═════ PAGE ═════

As part of the Newbuild Agreement, we currently expect to pay approximately $330 million, subject to adjustment. Related payments are due in five installments with the final installment due concurrently with the delivery of the vessel, which is expected in 2026. As of September 30, 2022, our future payment commitments related to the Newbuild Agreement are expected to be approximately $30 million in 2022, $50 million in 2024, and $250 million in 2025-2026.

Tax Receivable Agreement

In connection with the IPO, we entered into the TRA with the TRA Beneficiaries. The TRA will provide for payment by us to the TRA Beneficiaries of 85% of the amount of the net cash tax savings, if any, that we are deemed to realize as a result of our utilization of certain tax benefits resulting from (i) certain increases in the tax basis of assets of EELP and its subsidiaries resulting from exchanges of EELP partnership interests in the future, (ii) certain tax attributes of EELP and subsidiaries of EELP (including the existing tax basis of assets owned by EELP or its subsidiaries and the tax basis of certain assets purchased from the Foundation) that exist as of the time of the IPO or may exist at the time when Class B interests of EELP are exchanged for shares of Class A Common Stock, and (iii) certain other tax benefits related to us entering into the TRA, including tax benefits attributable to payments that we make under the TRA. See “Certain Relationships and Related Person Transactions—Proposed Transactions with Excelerate Energy, Inc—Tax Receivable Agreement” in the Prospectus for more information about the TRA.

The payments that we will be required to make under the TRA, including those made if we elected to terminate the agreement early, have the potential to be substantial. Based on certain assumptions, including no material changes in the relevant tax law and that we earn sufficient taxable income to realize the full tax benefits that are the subject of the TRA, we expect that future payments to the TRA Beneficiaries (not including Excelerate) will equal $76.7 million in the aggregate, although the actual future payments to the TRA Beneficiaries will vary based on the factors discussed in “Certain Relationships and Related Person Transactions—Proposed Transactions with Excelerate Energy, Inc—Tax Receivable Agreement” in the Prospectus and estimating the amount of payments that may be made under the TRA is by its nature imprecise, insofar as the calculation of amounts payable depends on a variety of factors and future events.

═════

◆ WRITTEN EXERCISE ◆
Turn the paragraph on the page above that begins "As part of the Newbuild Agreement" into a short bulleted list that keeps its main facts.

═════ EXTRACTED RECORDS ═════

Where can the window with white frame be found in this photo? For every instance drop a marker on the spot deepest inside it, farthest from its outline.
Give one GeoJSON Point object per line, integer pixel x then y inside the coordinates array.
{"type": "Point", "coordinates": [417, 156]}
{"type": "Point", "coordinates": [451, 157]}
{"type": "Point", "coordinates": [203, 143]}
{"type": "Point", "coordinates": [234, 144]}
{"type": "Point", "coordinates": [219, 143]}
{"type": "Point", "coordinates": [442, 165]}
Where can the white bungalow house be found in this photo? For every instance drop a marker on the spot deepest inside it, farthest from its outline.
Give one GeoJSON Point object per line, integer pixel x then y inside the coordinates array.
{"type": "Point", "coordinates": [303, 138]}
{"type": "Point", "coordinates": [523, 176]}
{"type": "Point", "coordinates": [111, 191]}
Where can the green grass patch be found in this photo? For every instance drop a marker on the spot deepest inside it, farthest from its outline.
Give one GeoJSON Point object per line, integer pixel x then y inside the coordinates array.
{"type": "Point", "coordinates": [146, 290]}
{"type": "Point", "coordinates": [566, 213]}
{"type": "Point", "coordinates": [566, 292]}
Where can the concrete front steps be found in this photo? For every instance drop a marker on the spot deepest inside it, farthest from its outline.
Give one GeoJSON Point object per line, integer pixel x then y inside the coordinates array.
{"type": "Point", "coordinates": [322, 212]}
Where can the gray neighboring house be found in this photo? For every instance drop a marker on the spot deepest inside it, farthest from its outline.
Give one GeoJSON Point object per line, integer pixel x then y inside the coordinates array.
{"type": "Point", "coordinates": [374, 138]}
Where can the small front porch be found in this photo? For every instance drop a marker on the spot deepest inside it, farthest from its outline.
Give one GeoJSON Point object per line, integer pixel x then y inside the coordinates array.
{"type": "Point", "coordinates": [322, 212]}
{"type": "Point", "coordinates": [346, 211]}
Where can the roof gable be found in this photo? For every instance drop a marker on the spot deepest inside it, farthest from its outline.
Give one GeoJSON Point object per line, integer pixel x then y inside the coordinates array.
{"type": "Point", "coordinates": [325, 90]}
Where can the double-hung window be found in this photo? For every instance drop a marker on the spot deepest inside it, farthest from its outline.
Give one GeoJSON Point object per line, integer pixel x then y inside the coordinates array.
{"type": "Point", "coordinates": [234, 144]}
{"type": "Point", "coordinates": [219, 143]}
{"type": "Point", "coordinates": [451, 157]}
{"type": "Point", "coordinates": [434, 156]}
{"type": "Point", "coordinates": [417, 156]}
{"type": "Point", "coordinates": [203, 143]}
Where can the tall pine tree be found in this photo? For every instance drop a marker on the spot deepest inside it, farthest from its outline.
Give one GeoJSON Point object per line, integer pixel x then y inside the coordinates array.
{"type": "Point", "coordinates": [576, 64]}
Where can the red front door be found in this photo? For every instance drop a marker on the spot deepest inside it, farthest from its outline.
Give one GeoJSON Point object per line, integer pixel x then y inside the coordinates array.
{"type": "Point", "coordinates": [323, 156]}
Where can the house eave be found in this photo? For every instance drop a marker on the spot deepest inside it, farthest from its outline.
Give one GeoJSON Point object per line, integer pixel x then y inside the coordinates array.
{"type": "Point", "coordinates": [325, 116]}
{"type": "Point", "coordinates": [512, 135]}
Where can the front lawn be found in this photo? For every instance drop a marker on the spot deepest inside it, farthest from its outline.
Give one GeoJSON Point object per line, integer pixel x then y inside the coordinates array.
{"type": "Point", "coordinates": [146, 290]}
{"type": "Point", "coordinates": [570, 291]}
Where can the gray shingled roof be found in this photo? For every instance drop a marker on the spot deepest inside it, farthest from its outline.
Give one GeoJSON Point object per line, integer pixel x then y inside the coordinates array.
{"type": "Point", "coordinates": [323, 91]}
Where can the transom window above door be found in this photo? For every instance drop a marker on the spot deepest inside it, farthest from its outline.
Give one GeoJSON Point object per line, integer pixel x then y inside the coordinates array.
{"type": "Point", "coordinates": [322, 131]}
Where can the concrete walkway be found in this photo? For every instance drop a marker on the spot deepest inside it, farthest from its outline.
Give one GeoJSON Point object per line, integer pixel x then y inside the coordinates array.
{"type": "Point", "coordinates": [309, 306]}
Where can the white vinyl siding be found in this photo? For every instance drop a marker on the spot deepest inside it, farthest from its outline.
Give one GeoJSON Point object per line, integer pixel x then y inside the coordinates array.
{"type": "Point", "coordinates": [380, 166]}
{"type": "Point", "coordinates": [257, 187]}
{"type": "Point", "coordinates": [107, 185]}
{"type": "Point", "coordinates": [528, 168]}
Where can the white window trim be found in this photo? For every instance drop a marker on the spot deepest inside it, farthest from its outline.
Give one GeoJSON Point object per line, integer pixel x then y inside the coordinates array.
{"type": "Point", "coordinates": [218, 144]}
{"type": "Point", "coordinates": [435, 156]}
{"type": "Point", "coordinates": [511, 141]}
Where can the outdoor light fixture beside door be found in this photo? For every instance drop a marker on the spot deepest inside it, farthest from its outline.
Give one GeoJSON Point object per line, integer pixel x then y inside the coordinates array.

═════

◆ FINAL RESULT ◆
- Expected payment under the Newbuild Agreement: about $330 million, subject to adjustment.
- Payments are due in five installments. The final installment is due when the vessel is delivered, which is expected in 2026.
- Future payment commitments as of September 30, 2022: about $30 million in 2022, $50 million in 2024, and $250 million in 2025-2026.